EXTRACTED TEXT -
==*==

Discussion Questions
1. Caroline Leavitt’s novel is really about how no one and nothing stays the same, and that these changes can happen in a heartbeat. Even if Stella had not fallen into coma, she would have changed. Even if Simon had not had to give up his gig, things would have changed. Since changes in relationships are almost inevitable, how do you think the dynamics between Stella and Simon would have altered even if she had not ended up in coma and emerged as a different person? Do you think the relationship would have endured? Why or why not?2. Leavitt, who was once in a coma, did a great deal of research on personality change of people after coma. She learned that, like her, many coma survivors do not suffer brain damage or a regular personality change, but in some cases, brains really do rewire and people come out of coma with incredible new talents. Some survivors can speak fluent languages they never knew before; some can paint or are violinist virtuosos. Others, like Stella, come out of coma with not only an altered personality but also with a remarkable new talent and an ability to draw on heretofore unknown inner strength. How does knowing this science change your own views about the human brain and how much of it we don’t really understand? How does this scientific knowledge affect what you think of as your own limitations?
3. The idea of home plays a big part in With or Without You. Simon hates his parents’ Woodstock summer home because it was the scene of his humiliation and failure as a kid trying to be a musician, but to his dismay, Stella loves it. Do you think that place really matters, that a home can really have energy and personality, or do you think a house is just a house and what we make of it?
4. Leavitt has always said she likes novels that have “never-ending stories”—where the novel ends but you still have questions about what is going to happen to the characters. Those unfinished endings involve Stella, Simon, and Libby. What do you personally imagine might happen to each of them? What do you hope will happen?
5. There are two sections of the novel in which we hear from Stella while she is in coma. Obviously, Leavitt is drawing on personal experience and attempting to give the reader a sense of what that experience was like. Do you find these trips into the mind of a coma victim to be realistic? Do you feel that they give the novel—and Stella as a character—greater depth? Why or why not?
6. For Simon, success as a musician and recognition of his ability seems to be a major driving force, while Stella seems to have no interests beyond her work, the possibility of having a child, and stability in her relationship. Why do you think the relationship has lasted as long as it has? Is it a case of “opposites attract,” or do you think it was doomed? Why?
7. For Leavitt, the past is often the prologue, containing wounds that have to be healed for people to become whole. Libby blames herself for someone’s death; Simon struggles under his father’s disapproval; Stella feels her parents loved each other more than they ever loved her. How do you think these “wounds” influence their actions, both with each other as well as in the directions their lives have taken?
8. A great deal of With or Without You is about what we are willing to do for the ones we love, and the ones who love us—and what the cost might be. Would there ever be a limit for you, when giving becomes too much?
9. Leavitt ends the book with these sentences: Listen. Any moment something amazing can happen. Some readers might find this strange, considering the catastrophes that occur in the book. What do you think Leavitt is really trying to say about life in the light of tragedy?
10. How do you feel about the decisions Stella made at the end of the story? Do you think she used the young writer, or was it a matter of their using each other? Likewise, did she use Simon? How does the answer you feel strongest about affect how you feel about Stella as a character?

==*==

EXERCISE REQUIREMENTS -
• 1. From the discussion guide, copy the text word for word, starting with "5. There are" and going on through "was doomed? Why?".
• 2. Name every character from the novel who is mentioned by name in the discussion guide.
• 3. Condense the paragraph of the discussion guide that begins "7. For Leavitt, the past is often the prologue" into a short bulleted list that keeps its main facts.

==*==

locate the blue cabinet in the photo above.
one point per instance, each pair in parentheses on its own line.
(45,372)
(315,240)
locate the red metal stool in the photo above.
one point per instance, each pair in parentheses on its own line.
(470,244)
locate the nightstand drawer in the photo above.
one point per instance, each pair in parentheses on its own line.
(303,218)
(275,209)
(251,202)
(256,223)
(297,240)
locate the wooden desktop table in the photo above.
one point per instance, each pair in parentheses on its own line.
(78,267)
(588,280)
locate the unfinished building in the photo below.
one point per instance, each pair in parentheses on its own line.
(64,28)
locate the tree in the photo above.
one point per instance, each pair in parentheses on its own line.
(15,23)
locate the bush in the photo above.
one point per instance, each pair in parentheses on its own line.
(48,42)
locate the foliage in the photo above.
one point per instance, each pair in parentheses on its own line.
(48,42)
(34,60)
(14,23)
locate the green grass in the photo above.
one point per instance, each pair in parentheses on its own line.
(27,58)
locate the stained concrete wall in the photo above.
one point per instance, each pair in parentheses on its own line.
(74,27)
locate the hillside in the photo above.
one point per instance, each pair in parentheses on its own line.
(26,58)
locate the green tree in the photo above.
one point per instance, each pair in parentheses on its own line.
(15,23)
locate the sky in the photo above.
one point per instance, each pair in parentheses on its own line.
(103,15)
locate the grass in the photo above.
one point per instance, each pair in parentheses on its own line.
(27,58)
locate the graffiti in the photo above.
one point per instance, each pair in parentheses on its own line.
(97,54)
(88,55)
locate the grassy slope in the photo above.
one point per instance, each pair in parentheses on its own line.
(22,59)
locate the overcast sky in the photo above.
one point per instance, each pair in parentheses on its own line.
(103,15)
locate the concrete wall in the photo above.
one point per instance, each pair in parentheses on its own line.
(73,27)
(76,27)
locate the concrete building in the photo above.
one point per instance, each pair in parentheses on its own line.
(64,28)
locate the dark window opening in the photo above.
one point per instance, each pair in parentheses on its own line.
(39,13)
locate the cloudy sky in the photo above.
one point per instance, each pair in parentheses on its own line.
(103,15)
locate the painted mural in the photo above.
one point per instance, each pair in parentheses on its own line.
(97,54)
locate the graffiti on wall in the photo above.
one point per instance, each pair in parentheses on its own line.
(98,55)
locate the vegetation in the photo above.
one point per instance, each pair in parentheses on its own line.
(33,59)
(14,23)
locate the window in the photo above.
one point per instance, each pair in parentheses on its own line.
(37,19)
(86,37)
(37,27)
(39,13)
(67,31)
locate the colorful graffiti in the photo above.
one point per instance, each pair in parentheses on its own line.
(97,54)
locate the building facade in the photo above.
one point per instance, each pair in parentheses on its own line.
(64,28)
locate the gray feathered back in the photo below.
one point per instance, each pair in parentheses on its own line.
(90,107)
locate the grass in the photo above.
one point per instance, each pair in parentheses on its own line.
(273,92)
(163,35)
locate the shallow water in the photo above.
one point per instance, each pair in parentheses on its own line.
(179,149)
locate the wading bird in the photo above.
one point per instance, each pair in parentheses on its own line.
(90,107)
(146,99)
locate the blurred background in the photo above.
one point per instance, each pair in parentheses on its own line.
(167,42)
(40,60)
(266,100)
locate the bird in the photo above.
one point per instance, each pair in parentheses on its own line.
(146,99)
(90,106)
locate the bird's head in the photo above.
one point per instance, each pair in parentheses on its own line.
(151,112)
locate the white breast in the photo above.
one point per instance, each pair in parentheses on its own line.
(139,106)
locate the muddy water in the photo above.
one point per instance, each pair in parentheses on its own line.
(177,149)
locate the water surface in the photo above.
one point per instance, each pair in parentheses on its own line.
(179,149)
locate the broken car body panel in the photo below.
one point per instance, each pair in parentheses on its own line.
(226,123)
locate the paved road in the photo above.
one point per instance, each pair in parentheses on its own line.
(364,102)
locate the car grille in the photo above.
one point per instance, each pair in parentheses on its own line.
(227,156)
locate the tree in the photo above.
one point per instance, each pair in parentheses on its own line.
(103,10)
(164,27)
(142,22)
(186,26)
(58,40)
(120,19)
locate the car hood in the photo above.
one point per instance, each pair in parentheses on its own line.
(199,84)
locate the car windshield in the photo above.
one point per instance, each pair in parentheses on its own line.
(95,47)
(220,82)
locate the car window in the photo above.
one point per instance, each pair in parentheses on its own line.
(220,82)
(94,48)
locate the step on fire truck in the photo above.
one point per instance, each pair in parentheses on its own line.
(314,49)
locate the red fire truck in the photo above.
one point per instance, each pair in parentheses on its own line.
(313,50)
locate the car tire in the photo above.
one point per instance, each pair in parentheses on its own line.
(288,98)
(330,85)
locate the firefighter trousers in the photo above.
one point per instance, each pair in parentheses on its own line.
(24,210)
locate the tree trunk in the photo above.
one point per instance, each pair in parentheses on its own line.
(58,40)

==*==

EXPECTED OUTPUTS -
• 1.
5. There are two sections of the novel in which we hear from Stella while she is in coma. Obviously, Leavitt is drawing on personal experience and attempting to give the reader a sense of what that experience was like. Do you find these trips into the mind of a coma victim to be realistic? Do you feel that they give the novel—and Stella as a character—greater depth? Why or why not?
6. For Simon, success as a musician and recognition of his ability seems to be a major driving force, while Stella seems to have no interests beyond her work, the possibility of having a child, and stability in her relationship. Why do you think the relationship has lasted as long as it has? Is it a case of “opposites attract,” or do you think it was doomed? Why?

• 2. Stella, Simon, Libby

• 3.
- For Leavitt, the past is often the prologue, holding wounds that must heal before people can become whole.
- Libby blames herself for someone's death.
- Simon struggles under his father's disapproval.
- Stella feels her parents loved each other more than they ever loved her.
- The question: how do these wounds shape the characters' actions toward each other and the directions their lives have taken?